◆ ABOUT THIS EXERCISE ◆
A faithful copy is required: retype the records from their first line through the line with "x=89, y=200", and omit the pictures.

Content starts

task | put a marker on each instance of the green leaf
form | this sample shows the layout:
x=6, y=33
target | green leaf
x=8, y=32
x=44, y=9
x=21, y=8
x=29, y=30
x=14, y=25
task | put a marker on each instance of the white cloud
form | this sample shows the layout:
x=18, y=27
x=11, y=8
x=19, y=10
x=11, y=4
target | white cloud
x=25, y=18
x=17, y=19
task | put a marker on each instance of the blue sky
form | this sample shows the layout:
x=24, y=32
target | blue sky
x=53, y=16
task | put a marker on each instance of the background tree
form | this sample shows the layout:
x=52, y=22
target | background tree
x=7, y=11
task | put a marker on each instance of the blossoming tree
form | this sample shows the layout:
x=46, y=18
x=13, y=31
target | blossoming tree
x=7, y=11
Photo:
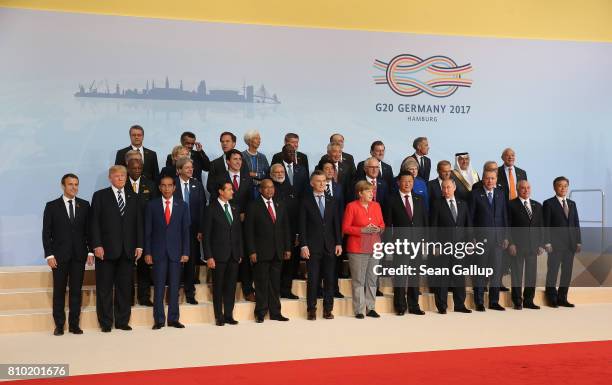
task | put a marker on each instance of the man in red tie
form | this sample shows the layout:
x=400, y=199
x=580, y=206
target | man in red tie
x=268, y=243
x=166, y=247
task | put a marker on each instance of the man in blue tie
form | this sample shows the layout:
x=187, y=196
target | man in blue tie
x=166, y=246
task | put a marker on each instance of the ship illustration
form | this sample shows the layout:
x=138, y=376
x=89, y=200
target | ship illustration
x=246, y=95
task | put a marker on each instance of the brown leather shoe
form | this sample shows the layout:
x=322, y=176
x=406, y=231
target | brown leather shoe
x=312, y=315
x=328, y=315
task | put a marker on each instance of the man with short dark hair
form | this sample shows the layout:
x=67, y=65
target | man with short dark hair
x=65, y=241
x=149, y=157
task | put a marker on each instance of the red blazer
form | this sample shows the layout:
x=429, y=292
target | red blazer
x=355, y=217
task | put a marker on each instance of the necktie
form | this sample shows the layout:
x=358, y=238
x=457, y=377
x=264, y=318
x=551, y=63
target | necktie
x=121, y=203
x=321, y=206
x=528, y=209
x=453, y=209
x=186, y=193
x=71, y=210
x=167, y=212
x=408, y=207
x=271, y=212
x=511, y=183
x=227, y=214
x=290, y=173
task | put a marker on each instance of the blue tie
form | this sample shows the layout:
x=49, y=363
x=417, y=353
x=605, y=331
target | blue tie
x=321, y=206
x=186, y=193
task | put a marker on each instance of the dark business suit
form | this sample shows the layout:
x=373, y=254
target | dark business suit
x=491, y=221
x=302, y=160
x=120, y=236
x=166, y=243
x=150, y=169
x=321, y=234
x=223, y=242
x=147, y=190
x=200, y=163
x=444, y=228
x=67, y=241
x=269, y=239
x=196, y=204
x=564, y=237
x=528, y=234
x=402, y=225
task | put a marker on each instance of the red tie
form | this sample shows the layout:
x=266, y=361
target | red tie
x=167, y=212
x=271, y=212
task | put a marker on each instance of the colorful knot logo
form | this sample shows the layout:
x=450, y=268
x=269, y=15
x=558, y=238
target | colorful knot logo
x=401, y=70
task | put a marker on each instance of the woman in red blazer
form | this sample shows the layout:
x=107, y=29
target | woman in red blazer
x=363, y=223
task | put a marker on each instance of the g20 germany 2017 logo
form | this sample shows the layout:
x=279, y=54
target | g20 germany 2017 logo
x=402, y=75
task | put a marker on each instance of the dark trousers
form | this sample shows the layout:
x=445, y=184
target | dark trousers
x=559, y=260
x=527, y=262
x=267, y=285
x=491, y=258
x=69, y=273
x=224, y=288
x=117, y=275
x=144, y=279
x=321, y=266
x=165, y=269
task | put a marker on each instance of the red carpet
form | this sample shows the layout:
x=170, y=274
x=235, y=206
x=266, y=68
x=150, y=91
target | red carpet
x=581, y=363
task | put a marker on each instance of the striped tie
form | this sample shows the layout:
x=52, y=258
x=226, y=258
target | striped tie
x=121, y=202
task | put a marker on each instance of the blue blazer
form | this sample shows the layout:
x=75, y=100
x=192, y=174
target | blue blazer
x=166, y=241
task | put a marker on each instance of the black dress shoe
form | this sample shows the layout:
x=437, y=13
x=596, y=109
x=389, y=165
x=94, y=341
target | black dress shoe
x=496, y=306
x=279, y=317
x=372, y=313
x=462, y=310
x=176, y=324
x=565, y=304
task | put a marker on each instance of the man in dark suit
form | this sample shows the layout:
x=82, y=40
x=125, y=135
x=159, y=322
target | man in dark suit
x=223, y=251
x=406, y=218
x=450, y=222
x=190, y=191
x=268, y=242
x=117, y=239
x=300, y=158
x=489, y=214
x=320, y=244
x=434, y=190
x=144, y=190
x=377, y=150
x=65, y=241
x=199, y=157
x=166, y=242
x=528, y=238
x=149, y=157
x=421, y=149
x=561, y=219
x=242, y=185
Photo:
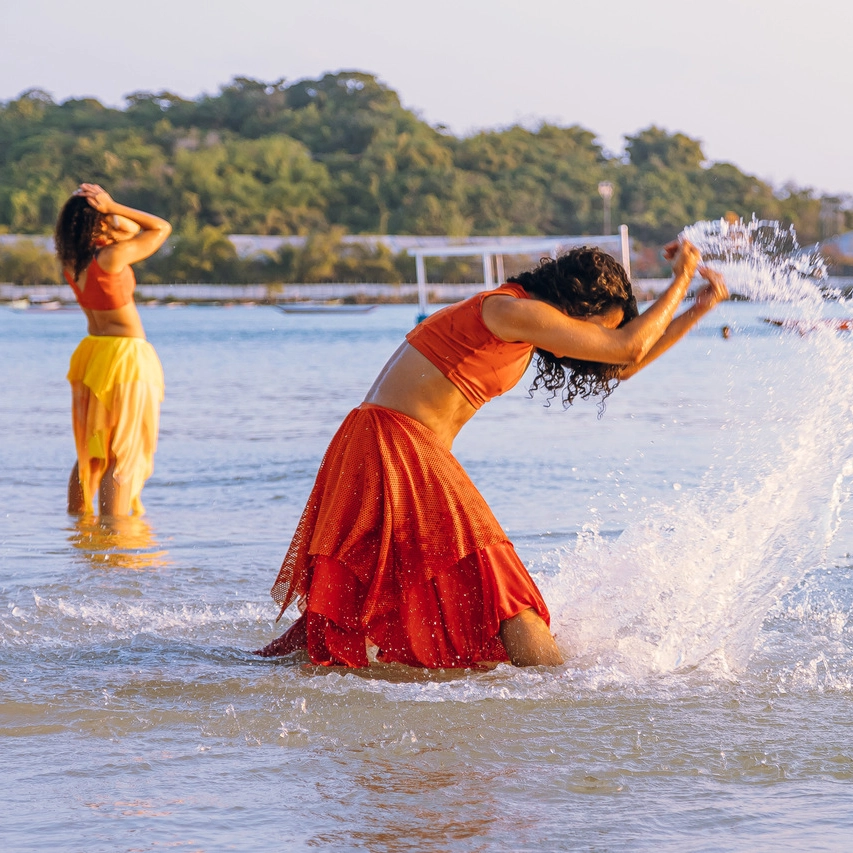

Content ends

◆ OUTPUT OF THE TASK ◆
task | put a marker on each instance of the green leaf
form | this sample shows the layout:
x=6, y=33
target | green leaf
x=8, y=32
x=44, y=9
x=21, y=8
x=29, y=30
x=14, y=25
task | put a marker on each instance of the white cloud
form | this sample shows the layout:
x=18, y=27
x=11, y=8
x=19, y=10
x=11, y=4
target | white cloud
x=25, y=18
x=17, y=19
task | put a marker on each instance of the blue sky
form | this sample shows the layout:
x=24, y=32
target | blue sky
x=53, y=16
task | put a marker on each instance of the background tree
form | this sample shows the layout:
x=52, y=22
target | background tree
x=7, y=11
task | put a marker on each instance of the blossoming tree
form | this sample shows the layout:
x=46, y=18
x=13, y=31
target | blossoming tree
x=7, y=11
Photo:
task | put a marker on each instance of the man in red tie
form | this sample shows the layout:
x=400, y=199
x=580, y=206
target | man in red tie
x=268, y=243
x=166, y=247
task | put a marker on each instance of the man in blue tie
form | this sample shows the layout:
x=187, y=196
target | man in blue tie
x=166, y=246
task | put a marker on each instance of the ship illustration
form | this sample shows the layout:
x=138, y=376
x=89, y=200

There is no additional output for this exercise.